[Records drawn from a data source]
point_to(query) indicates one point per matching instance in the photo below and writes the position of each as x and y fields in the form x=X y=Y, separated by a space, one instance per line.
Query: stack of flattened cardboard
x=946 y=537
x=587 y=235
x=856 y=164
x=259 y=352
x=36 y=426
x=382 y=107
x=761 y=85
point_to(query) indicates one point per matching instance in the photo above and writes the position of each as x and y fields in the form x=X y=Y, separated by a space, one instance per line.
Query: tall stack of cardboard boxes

GOAL:
Please set down every one of the lines above again, word for word and unchanged.

SOLUTION:
point_to(query) indicates one point per matching instance in the photo below and writes the position of each as x and y fields in the form x=X y=Y, separated by a space, one instance per line.
Query: stack of flattened cardboard
x=946 y=537
x=587 y=235
x=856 y=164
x=259 y=352
x=36 y=426
x=382 y=107
x=761 y=85
point_to(query) indicates one point per matching instance in the photo above and writes the position of each as x and y fields in the form x=X y=Y, separated by a space, one instance per line.
Query: tall stack of cardboard boxes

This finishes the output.